Collected data:
#####
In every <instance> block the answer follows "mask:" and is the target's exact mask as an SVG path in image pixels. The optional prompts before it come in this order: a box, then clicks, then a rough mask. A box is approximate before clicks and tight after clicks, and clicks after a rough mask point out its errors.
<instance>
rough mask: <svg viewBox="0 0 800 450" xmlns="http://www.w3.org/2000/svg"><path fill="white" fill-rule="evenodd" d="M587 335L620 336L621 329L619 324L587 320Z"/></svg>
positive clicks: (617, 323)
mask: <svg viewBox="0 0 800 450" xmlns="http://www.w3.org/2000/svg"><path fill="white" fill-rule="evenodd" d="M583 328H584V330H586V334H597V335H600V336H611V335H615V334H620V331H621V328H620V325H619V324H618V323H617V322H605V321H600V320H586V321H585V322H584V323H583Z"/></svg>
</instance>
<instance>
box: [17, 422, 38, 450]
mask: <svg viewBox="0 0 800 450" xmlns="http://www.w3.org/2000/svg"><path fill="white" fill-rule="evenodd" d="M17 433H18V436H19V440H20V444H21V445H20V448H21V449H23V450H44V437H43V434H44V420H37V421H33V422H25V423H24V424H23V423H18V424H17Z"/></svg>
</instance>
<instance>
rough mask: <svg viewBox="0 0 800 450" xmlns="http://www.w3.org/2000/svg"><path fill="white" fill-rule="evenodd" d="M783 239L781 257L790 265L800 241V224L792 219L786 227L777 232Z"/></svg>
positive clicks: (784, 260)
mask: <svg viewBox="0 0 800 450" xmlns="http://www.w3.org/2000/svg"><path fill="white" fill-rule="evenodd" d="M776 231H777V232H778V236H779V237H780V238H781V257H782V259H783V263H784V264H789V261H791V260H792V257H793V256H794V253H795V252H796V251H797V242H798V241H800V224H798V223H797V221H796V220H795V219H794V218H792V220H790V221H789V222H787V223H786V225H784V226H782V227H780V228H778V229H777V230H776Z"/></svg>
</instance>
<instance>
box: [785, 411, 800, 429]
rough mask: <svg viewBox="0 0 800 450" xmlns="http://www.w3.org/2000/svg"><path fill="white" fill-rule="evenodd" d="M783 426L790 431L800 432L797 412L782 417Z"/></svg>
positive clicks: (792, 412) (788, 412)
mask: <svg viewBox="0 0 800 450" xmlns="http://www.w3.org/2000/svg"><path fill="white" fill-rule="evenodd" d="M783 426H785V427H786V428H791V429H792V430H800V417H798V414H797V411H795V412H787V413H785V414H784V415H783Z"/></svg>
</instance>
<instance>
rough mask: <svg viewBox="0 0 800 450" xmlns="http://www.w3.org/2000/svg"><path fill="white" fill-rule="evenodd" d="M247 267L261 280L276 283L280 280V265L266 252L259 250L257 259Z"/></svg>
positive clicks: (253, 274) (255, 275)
#####
» **WHAT THE TASK ASKS**
Your task is to set down exactly the lines from the line containing "426L790 431L800 432L797" to the end of the data above, including both ends.

» **RESPONSE FOR THIS EXERCISE**
rough mask: <svg viewBox="0 0 800 450" xmlns="http://www.w3.org/2000/svg"><path fill="white" fill-rule="evenodd" d="M783 426L790 431L800 432L797 412L782 417Z"/></svg>
positive clicks: (792, 412) (788, 412)
mask: <svg viewBox="0 0 800 450" xmlns="http://www.w3.org/2000/svg"><path fill="white" fill-rule="evenodd" d="M783 426H785V427H786V428H791V429H792V430H800V417H798V414H797V411H795V412H787V413H785V414H784V415H783Z"/></svg>
</instance>
<instance>
rough mask: <svg viewBox="0 0 800 450" xmlns="http://www.w3.org/2000/svg"><path fill="white" fill-rule="evenodd" d="M247 267L261 280L276 283L280 280V265L266 252L259 250L257 259Z"/></svg>
positive clicks: (253, 274) (255, 275)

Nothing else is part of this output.